[YOUR GOAL]
Pick up the chat about Shen and closed-source languages after its last message and carry it on.
** start TEXT **
C# is open and shen is closed but I doubt anyone has contrasted them in this way, nor would anyone be swayed one way or the other

dpsutton16:02:30

and i'm not sure if you mean standards based or just some license on the language, or tooling or whatever

tbaldridge16:02:56

Yeah, it's not that it can't compete, but it's more like a Language is such a fundamental part of the programming thought-process and such a integrated part of the lives of the programmers, that programmers seem unwilling to invest time in learning a closed language.

dpsutton16:02:11

i'm not sure that's true though

dpsutton16:02:21

especially with the example closed source language of matlab

dpsutton16:02:41

i thought the problem with shen was that it was just another lisp

dpsutton16:02:54

so why choose it over chicken and others

tbaldridge16:02:58

right, but what's the history of matlab, how much of that is the industry pushing it on new users?

tbaldridge16:02:31

From what I understand, shen has some nice concepts when it came to bootstrapping, but I lost interest when I heard it wasn't open-source.

dpsutton16:02:39

really. huh

dpsutton16:02:49

i guess i've never looked at a language's source

dpsutton17:02:06

but you are a team member of a language, so I wonder if your experience is wide spread

dpsutton17:02:44

and are you on a jvm language because java is open source?

tbaldridge17:02:44

yeah, to that I don't know. And now that I think about it most of the "pro-shen" stuff I've heard has been related to language implementor stuff.
** end TEXT **
** start DATA EXCERPTS **
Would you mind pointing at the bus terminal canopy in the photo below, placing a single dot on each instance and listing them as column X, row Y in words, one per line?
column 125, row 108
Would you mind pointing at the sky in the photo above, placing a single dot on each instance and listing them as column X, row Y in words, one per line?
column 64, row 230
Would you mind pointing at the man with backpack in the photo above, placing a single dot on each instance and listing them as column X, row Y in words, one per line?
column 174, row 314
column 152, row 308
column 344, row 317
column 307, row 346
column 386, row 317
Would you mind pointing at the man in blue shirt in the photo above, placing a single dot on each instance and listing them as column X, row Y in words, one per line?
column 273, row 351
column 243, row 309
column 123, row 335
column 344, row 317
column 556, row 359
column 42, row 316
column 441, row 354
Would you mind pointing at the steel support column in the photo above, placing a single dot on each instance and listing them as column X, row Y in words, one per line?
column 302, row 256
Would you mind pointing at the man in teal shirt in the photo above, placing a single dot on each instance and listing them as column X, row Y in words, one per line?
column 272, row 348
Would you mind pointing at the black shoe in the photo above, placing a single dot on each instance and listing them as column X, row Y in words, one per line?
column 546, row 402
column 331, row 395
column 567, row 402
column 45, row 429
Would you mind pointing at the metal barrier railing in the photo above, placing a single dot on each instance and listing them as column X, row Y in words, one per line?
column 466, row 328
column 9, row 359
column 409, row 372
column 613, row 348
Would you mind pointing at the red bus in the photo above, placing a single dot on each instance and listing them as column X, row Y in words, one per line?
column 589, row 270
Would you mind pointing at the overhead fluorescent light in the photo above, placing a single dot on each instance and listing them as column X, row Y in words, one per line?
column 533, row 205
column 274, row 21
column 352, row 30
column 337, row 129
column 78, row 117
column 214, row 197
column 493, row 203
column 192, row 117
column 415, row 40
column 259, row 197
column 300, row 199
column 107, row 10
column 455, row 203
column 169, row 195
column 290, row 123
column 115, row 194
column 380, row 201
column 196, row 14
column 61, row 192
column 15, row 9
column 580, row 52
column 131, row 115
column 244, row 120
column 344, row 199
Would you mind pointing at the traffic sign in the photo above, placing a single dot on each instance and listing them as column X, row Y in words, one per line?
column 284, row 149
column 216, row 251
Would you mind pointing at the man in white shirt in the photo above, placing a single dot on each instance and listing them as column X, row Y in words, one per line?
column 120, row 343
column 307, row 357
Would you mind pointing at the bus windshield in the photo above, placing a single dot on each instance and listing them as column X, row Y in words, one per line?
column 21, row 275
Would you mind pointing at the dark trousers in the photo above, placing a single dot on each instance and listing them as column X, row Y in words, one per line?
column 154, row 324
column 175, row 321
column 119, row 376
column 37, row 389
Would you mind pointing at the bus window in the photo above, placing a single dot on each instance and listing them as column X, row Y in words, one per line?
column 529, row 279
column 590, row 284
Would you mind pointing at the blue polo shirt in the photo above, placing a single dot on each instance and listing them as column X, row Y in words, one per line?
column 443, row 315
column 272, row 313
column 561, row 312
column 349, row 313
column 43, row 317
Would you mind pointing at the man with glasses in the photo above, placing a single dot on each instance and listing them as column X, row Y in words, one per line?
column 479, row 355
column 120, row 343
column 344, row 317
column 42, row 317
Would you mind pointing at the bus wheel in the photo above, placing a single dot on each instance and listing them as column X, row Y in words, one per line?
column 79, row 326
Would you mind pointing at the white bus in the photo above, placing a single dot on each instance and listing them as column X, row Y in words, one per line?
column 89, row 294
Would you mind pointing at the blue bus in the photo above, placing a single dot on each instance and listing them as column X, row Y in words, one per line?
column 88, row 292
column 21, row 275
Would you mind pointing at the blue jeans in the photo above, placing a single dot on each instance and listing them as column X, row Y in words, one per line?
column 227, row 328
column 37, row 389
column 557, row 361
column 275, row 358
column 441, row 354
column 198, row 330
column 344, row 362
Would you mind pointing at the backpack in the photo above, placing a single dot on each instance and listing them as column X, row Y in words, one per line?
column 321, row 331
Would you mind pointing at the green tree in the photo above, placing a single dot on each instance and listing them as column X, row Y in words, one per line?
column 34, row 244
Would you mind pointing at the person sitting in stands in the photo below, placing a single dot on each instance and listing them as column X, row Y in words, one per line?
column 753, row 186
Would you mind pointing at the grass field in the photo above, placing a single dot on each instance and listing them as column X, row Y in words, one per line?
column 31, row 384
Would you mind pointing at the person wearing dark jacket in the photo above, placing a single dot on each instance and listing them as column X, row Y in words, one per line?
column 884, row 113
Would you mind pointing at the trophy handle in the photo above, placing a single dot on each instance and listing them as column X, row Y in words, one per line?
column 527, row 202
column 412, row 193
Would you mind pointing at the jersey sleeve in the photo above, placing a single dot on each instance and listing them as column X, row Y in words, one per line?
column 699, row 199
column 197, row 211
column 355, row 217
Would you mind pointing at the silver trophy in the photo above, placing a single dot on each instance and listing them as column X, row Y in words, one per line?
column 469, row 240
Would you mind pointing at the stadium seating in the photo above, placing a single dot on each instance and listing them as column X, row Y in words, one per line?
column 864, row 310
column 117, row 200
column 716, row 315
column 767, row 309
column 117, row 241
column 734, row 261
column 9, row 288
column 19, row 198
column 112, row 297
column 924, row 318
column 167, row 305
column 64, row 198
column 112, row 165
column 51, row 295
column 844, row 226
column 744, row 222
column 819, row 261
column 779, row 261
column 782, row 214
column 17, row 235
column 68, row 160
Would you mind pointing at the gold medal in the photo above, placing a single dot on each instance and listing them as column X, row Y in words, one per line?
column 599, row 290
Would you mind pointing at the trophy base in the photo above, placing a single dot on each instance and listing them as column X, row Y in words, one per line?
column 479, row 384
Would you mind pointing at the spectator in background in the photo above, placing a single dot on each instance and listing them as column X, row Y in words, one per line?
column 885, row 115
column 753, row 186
** end DATA EXCERPTS **
[WRITTEN RESPONSE]
dpsutton17:02:02

yeah, its features, not the license of the language

tbaldridge17:02:08

e.g. it's apparently the most portable lisp. But I doubt most users care about that

dpsutton17:02:48

about clojure? that's why i like it. it's a lisp who's runtime won't get you fired

tcarls20:02:09

OTOH, I completely agree with the "unwilling to invest time in a closed-source language" argument.

tcarls20:02:05

Just as it's a risk to build a bunch on infrastructure tied to a closed-source database whose owner can relicense it or withdraw it from market at whim, it's a risk to invest in building one's skillset on a closed-source set of tools, plus a risk to build significant software/infrastructure on same.

tcarls20:02:19

I mean, yes, it's also a risk to build on an OSS project that doesn't have enough uptake to ensure ongoing investment

tcarls20:02:03

but with Clojure, for example, Rich could throw in the towel tomorrow, and the project would keep going -- it's not at the whims of any single party.

tcarls20:02:39

granted, though, that's not universal. Lots of folks have built applications on top of Visual Basic

tcarls20:02:03

Mathematica is certainly an exception, but... well, it's an exception, it has clear superiority inside a well-defined niche, and it certainly is hurt by its status as non-OSS software if one measures by marketshare -- I can't imagine Python having the mindshare it does inside numerical/scientific computing if Mathematica didn't cost money. Speaking for myself, and acknowledging this as sample-size-one, I don't know Mathematica and do know Julia for reasons that can be directly linked to licensing model and pricing.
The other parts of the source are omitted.